» Source text:
# Sneak preview - 4WD Monaro



## PaulS (Jun 15, 2002)

Had a sneak preview of a rather special car up at Vauxhall motors today - it's the HSV Coupe 4 - a 4WD (yes!) Holden Monaro. It's the first production model and one of only 2 that exist at the Moment. It was shipped over from Australia and has been on a tour of Europe including testing at the Nurburgring. It's currently fitted with the 270kw engine, and auto transmission, but a 6.0 litre generation IV V8 (300kw) is in the pipeline. It uses Holdens permanent "CrossTrac AWD" system, developed in Australia. Grip around the ring was described as phenomenal!

I just want one!



















It looks like a big M3, and I love the wheels.

Here's a reveiw:

http://carsguide.news.com.au/news/story ... 86,00.html

Full set of pics @ http://groups.msn.com/paulsmonaro/shoebox.msnw?Page=1


----------



## scoTTy (May 6, 2002)

Interesting. I really didn't think Vauxhall would go for a 4WD in their cars!


----------



## PaulS (Jun 15, 2002)

scoTTy said:


> Interesting. I really didn't think Vauxhall would go for a 4WD in their cars!

» Study questions:
1. Which countries, continents, and racetracks are named in the 4WD Monaro forum thread?
2. Could you extend the 4WD Monaro forum thread, picking up right after its last line?

» Data supplied:
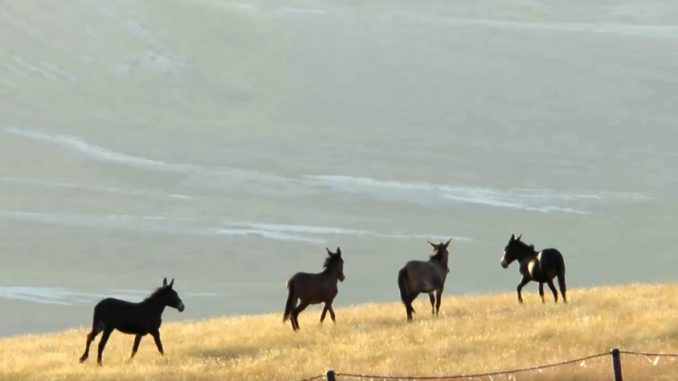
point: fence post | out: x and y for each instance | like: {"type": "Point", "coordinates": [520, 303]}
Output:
{"type": "Point", "coordinates": [616, 364]}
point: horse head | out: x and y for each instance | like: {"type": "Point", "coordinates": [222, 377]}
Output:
{"type": "Point", "coordinates": [334, 259]}
{"type": "Point", "coordinates": [169, 296]}
{"type": "Point", "coordinates": [440, 252]}
{"type": "Point", "coordinates": [515, 249]}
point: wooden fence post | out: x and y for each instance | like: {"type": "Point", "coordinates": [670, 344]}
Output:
{"type": "Point", "coordinates": [616, 364]}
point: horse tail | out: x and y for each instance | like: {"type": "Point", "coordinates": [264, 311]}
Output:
{"type": "Point", "coordinates": [289, 306]}
{"type": "Point", "coordinates": [402, 285]}
{"type": "Point", "coordinates": [561, 279]}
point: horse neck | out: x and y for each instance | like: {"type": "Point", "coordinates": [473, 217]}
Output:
{"type": "Point", "coordinates": [332, 273]}
{"type": "Point", "coordinates": [526, 254]}
{"type": "Point", "coordinates": [154, 304]}
{"type": "Point", "coordinates": [441, 260]}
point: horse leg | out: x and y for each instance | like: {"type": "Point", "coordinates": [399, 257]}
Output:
{"type": "Point", "coordinates": [433, 301]}
{"type": "Point", "coordinates": [158, 343]}
{"type": "Point", "coordinates": [541, 291]}
{"type": "Point", "coordinates": [553, 290]}
{"type": "Point", "coordinates": [295, 314]}
{"type": "Point", "coordinates": [137, 341]}
{"type": "Point", "coordinates": [334, 320]}
{"type": "Point", "coordinates": [322, 316]}
{"type": "Point", "coordinates": [408, 306]}
{"type": "Point", "coordinates": [561, 284]}
{"type": "Point", "coordinates": [102, 343]}
{"type": "Point", "coordinates": [96, 329]}
{"type": "Point", "coordinates": [523, 282]}
{"type": "Point", "coordinates": [439, 293]}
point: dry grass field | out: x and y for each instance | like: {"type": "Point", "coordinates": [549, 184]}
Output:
{"type": "Point", "coordinates": [473, 334]}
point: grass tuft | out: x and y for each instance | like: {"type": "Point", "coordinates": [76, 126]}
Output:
{"type": "Point", "coordinates": [473, 334]}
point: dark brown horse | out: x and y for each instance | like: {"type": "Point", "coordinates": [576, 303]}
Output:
{"type": "Point", "coordinates": [419, 276]}
{"type": "Point", "coordinates": [308, 289]}
{"type": "Point", "coordinates": [539, 266]}
{"type": "Point", "coordinates": [137, 319]}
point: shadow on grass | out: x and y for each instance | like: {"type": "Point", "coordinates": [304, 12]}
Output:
{"type": "Point", "coordinates": [224, 354]}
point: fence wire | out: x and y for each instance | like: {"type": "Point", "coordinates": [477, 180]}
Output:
{"type": "Point", "coordinates": [632, 353]}
{"type": "Point", "coordinates": [494, 373]}
{"type": "Point", "coordinates": [475, 375]}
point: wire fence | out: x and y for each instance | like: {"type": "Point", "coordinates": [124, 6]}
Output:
{"type": "Point", "coordinates": [331, 375]}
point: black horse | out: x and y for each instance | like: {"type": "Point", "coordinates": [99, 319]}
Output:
{"type": "Point", "coordinates": [133, 318]}
{"type": "Point", "coordinates": [314, 288]}
{"type": "Point", "coordinates": [419, 276]}
{"type": "Point", "coordinates": [540, 266]}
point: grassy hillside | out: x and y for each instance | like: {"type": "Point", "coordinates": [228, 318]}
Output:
{"type": "Point", "coordinates": [473, 334]}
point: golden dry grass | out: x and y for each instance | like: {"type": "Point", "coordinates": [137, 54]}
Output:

» Outputs in order:
1. Australia, Europe, the Nurburgring

2.
It's up at Vauxhall for evaluation, although it's unlikely that this model will ever be sold in the UK  The flared arches are needed to accomodate the slightly wider, 4wd drivetrain. The 382bhp 2wd Vauxhall Monaro VXR is the top model for the UK, at the moment. If you want one, and are very quick, you might be able to get the last one - apparantly 48 out of the original 50 allocation have been sold. In the next year or so, down under the Monaro will be getting the generation IV V8 with 6.0 litres (LS2), drive by wire throttle, and DSC as well as traction control. Vauxhall are bringing over a LS2 powered 'ute' soon, for promotional purposes - the rear deck of the car is being fitted out with AV kit by Sony.

Lots going on in Vauxhall at the moment :wink:

Courtesy of VM and their hospitality suite at Brands [smiley=thumbsup.gif] a group of us enjoyed watching one race in the British GT championship over the weekend:










On saturday it qualified towards the back of the grid @ position 20, out of 23, but finished 8th so it showed it's true pace, amongst some exotic machinery - Porsche GT3 RSR, Ferrari 360 modena, TVR Tuscan R, Ultima GTR, Corvette C5R to name a few!

Sunday - spun off and busted a front wishbone, so DNF 

All in all, a thoroughly enjoyable weekend


----------



## Silversea (Jun 18, 2002)

PaulS said:


> Grip around the ring was described as phenominal!
> 
> I just want one!
> 
> ...


It near brings a tear to my eye just thinking about that......... :lol:


----------



## PaulS (Jun 15, 2002)

Silversea said:


> PaulS said:
> 
> 
> > Grip around the ring was described as phenominal!
> ...


   :roll: :wink:


----------



## coupe-sport (May 7, 2002)

> Interesting. I really didn't think Vauxhall would go for a 4WD in their cars!


They've used it before in a number of models. Not quite with this level of sophistication though.

James.


----------



## stgeorgex997 (Feb 25, 2004)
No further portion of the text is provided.